**Selected passage:**
----

Depending on the operating system, there are certain constraints - for example, two different processes likely won't be able to both write to the file at the same time, as this would lead to a mix up of different data. Additionally, data is sometimes not written to the file immediately - thus, it's very important that you **take care of closing files properly**.

When you create, modify or read a file, you have to indicate in which mode you want to open it. The modes we're looking at in this chapter are the following:

  * _r_ read
  * _w_ write
  * _a_ append
  
To open a file, use the `open(...)` function. It returns a file handler. Here's a simple example on how to use `open` directly - however, this is something you should **usually not do** as you will need to close the file manually in this case:

In [None]:
path = Path.home() / "todo.txt"

# The second argument indicates that you want to read the file. If you write to it, you'll get an error.
file = open(path, "r")
# do something with the file
file.close()

----

**Supplied records:**
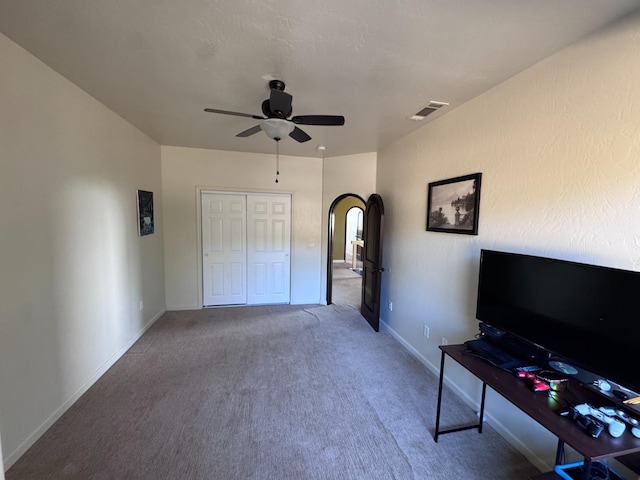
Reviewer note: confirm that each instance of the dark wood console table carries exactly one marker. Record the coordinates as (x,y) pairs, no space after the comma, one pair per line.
(540,406)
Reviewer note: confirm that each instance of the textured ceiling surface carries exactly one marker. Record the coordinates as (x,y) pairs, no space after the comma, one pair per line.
(159,63)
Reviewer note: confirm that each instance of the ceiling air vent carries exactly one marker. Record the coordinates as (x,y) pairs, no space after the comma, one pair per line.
(428,110)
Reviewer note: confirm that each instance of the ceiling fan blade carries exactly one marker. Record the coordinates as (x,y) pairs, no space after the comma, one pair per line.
(280,102)
(318,119)
(299,135)
(249,131)
(237,114)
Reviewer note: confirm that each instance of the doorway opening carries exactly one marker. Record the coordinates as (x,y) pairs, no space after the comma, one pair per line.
(344,259)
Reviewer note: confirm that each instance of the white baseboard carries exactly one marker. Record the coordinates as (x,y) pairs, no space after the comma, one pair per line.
(13,457)
(530,455)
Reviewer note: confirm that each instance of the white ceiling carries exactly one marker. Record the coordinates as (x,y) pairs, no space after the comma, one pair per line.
(159,63)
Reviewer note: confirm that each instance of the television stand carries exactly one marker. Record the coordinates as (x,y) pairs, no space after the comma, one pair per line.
(540,408)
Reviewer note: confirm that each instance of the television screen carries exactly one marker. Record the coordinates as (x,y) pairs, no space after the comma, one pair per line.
(587,314)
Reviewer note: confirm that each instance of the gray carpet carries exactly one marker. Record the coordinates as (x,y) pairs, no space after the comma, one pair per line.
(282,392)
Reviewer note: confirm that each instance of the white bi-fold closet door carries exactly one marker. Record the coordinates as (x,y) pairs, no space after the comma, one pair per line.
(246,246)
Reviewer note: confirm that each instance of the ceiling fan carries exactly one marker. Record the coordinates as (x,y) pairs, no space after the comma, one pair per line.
(276,123)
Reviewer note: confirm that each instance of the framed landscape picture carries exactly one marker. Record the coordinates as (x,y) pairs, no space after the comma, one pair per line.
(453,205)
(145,213)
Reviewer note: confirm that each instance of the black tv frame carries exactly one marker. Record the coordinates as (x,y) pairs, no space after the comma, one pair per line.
(587,315)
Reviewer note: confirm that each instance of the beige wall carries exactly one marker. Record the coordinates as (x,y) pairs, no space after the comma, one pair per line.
(186,170)
(559,147)
(73,267)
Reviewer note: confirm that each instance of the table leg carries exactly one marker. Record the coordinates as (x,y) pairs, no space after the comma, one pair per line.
(560,452)
(484,394)
(586,470)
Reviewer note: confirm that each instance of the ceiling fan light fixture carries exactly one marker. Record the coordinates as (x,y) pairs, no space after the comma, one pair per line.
(276,128)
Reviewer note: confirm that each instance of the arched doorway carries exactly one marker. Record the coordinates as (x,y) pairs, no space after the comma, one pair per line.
(344,262)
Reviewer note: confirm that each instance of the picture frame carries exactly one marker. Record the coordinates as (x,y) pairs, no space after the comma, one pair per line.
(453,205)
(145,213)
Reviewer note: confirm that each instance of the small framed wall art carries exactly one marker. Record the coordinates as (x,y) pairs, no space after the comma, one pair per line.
(453,205)
(145,213)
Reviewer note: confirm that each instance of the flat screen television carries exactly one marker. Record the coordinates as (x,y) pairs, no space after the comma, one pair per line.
(586,314)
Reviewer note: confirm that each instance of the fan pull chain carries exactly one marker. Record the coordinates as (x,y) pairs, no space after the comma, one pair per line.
(277,160)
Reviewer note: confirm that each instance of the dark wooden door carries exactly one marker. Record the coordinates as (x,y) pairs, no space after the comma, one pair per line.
(372,259)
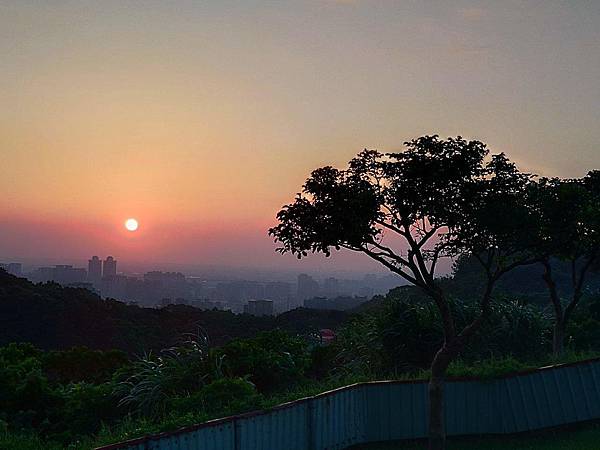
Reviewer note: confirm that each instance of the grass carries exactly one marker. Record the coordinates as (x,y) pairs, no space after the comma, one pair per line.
(581,437)
(130,428)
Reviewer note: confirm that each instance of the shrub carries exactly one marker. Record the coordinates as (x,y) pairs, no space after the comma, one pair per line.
(270,360)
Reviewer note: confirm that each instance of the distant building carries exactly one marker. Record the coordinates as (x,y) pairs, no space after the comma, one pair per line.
(109,267)
(12,268)
(88,286)
(307,287)
(259,307)
(338,303)
(331,287)
(94,270)
(207,304)
(63,274)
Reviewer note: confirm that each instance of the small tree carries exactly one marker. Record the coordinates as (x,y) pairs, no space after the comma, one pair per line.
(568,231)
(438,198)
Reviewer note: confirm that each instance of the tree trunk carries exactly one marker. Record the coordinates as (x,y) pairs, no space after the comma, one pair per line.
(437,429)
(558,338)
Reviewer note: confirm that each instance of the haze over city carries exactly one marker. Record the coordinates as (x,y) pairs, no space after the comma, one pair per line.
(200,120)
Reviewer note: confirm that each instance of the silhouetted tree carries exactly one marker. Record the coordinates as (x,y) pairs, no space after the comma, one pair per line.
(439,198)
(568,231)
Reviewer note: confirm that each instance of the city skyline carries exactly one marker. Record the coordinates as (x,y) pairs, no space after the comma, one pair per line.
(202,131)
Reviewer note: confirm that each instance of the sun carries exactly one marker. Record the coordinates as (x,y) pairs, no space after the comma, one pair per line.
(131,224)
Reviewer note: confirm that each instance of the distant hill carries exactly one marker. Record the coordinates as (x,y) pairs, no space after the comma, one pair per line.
(54,317)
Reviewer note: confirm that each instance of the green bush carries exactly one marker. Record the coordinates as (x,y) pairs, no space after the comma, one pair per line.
(270,360)
(224,396)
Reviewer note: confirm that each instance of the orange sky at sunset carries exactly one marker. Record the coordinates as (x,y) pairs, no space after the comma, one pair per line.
(202,120)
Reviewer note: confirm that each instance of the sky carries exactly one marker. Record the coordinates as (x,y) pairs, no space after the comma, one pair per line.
(202,118)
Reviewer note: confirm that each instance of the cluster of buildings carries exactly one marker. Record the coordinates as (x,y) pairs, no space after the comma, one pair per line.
(160,289)
(12,268)
(67,275)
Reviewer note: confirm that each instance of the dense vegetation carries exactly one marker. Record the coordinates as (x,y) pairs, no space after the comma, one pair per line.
(53,317)
(81,397)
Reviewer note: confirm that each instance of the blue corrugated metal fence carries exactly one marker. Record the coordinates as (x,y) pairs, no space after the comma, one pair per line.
(393,410)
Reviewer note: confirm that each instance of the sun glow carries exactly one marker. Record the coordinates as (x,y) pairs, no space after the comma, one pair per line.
(131,224)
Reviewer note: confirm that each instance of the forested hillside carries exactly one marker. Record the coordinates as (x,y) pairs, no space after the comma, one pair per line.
(54,317)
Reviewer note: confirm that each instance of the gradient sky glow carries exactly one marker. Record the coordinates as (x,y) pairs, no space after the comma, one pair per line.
(201,119)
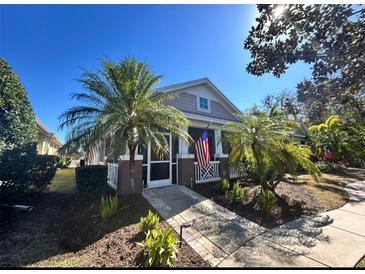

----

**Requirement A:** Duplicate the part of the file-handling passage that begins at the words "When you create, modify" and stops after "get an error.".
**Requirement B:** According to the file-handling passage, what does the `open(...)` function return?
**Requirement C:** Translate this sentence from the file-handling passage into Spanish: "When you create, modify or read a file, you have to indicate in which mode you want to open it."

**Full output A:**
When you create, modify or read a file, you have to indicate in which mode you want to open it. The modes we're looking at in this chapter are the following:

  * _r_ read
  * _w_ write
  * _a_ append
  
To open a file, use the `open(...)` function. It returns a file handler. Here's a simple example on how to use `open` directly - however, this is something you should **usually not do** as you will need to close the file manually in this case:

In [None]:
path = Path.home() / "todo.txt"

# The second argument indicates that you want to read the file. If you write to it, you'll get an error.

**Full output B:** A file handler.

**Full output C:** Cuando creas, modificas o lees un archivo, tienes que indicar en qué modo quieres abrirlo.